++++ DATA SHOWN ++++

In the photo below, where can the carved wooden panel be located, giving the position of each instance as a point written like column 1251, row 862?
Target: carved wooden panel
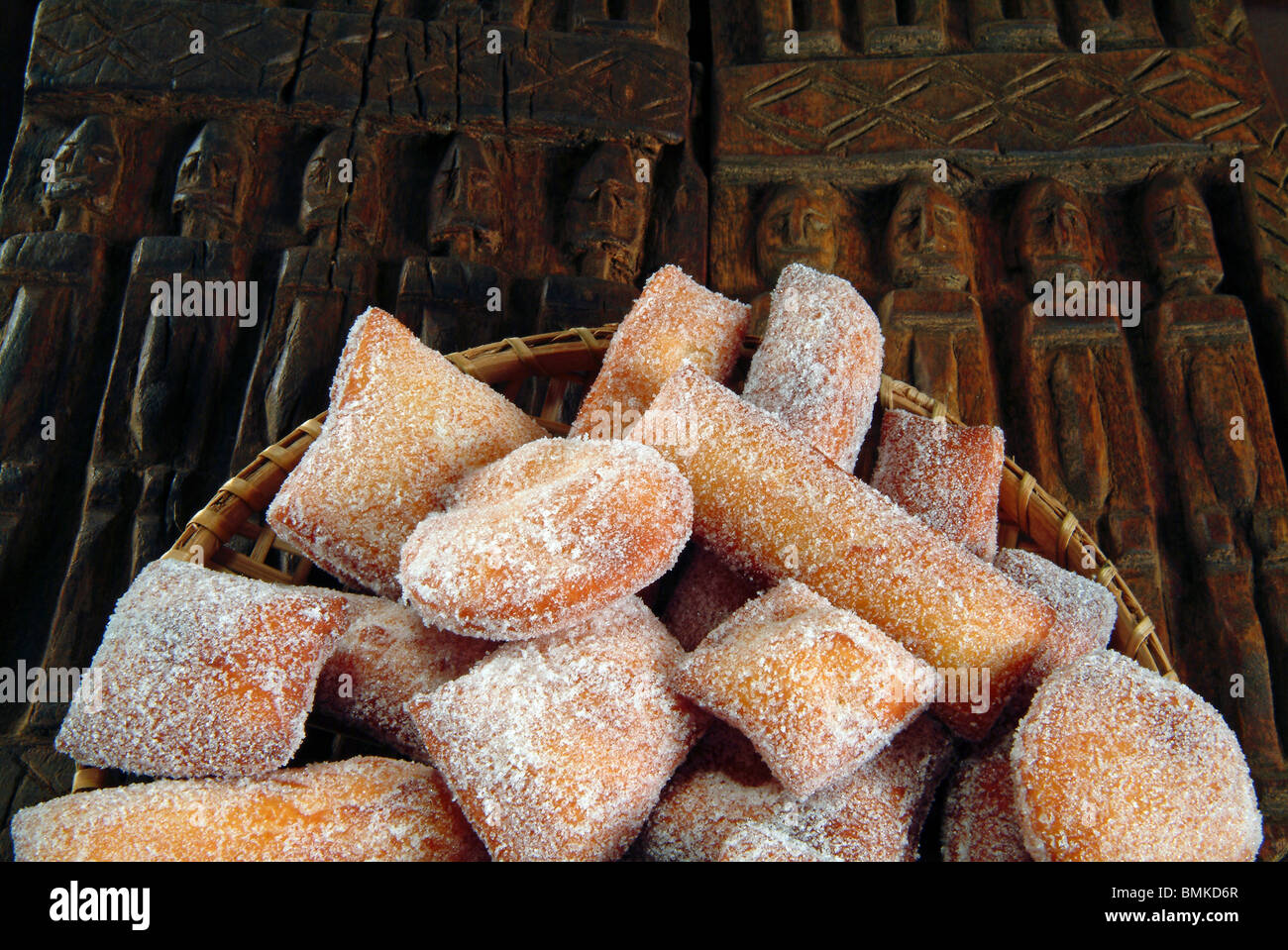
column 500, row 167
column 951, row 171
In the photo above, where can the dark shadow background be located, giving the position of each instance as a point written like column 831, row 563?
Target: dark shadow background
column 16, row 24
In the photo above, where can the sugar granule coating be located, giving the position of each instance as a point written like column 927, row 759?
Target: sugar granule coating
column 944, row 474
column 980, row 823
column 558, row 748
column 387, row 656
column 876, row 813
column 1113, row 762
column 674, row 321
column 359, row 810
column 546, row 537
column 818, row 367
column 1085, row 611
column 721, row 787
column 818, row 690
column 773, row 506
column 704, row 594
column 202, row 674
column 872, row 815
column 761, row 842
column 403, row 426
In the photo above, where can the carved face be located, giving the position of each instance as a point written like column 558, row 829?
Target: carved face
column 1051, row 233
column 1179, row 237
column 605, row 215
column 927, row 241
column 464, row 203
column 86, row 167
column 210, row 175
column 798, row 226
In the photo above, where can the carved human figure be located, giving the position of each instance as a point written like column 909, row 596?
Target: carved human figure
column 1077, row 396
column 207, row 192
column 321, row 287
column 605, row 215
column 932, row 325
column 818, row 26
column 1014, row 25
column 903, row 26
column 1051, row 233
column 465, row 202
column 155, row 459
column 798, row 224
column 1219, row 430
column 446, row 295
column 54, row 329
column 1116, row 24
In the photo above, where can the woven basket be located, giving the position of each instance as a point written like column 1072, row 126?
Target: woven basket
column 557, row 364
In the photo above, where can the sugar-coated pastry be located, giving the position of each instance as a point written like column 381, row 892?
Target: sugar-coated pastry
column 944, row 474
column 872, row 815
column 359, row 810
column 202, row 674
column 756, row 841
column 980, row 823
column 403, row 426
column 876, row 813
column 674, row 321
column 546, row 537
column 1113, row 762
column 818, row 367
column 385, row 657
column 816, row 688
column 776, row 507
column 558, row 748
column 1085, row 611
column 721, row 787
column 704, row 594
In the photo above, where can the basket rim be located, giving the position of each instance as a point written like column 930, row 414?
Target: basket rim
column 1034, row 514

++++

- [WHAT YOU NEED TO DO]: Starting with the line with "In the photo above, where can the carved human" above and going on through the line with "In the photo above, where can the sugar-coated", transcribe every line exactly, both ends included, and add nothing.

- [OUTPUT OF THE TASK]:
In the photo above, where can the carved human figure be located, giving the position of each instance as a point written like column 909, row 596?
Target: carved human figure
column 1077, row 396
column 207, row 192
column 321, row 287
column 605, row 215
column 932, row 325
column 818, row 26
column 1014, row 25
column 903, row 26
column 1051, row 233
column 465, row 202
column 155, row 459
column 798, row 224
column 1219, row 430
column 446, row 295
column 54, row 329
column 1116, row 24
In the photo above, where can the woven basket be located, giving the position of each instance as a point written like column 1072, row 126?
Target: woven basket
column 557, row 364
In the photo above, where can the sugar-coated pastry be located, giving the position of each instance as a point written like column 381, row 892?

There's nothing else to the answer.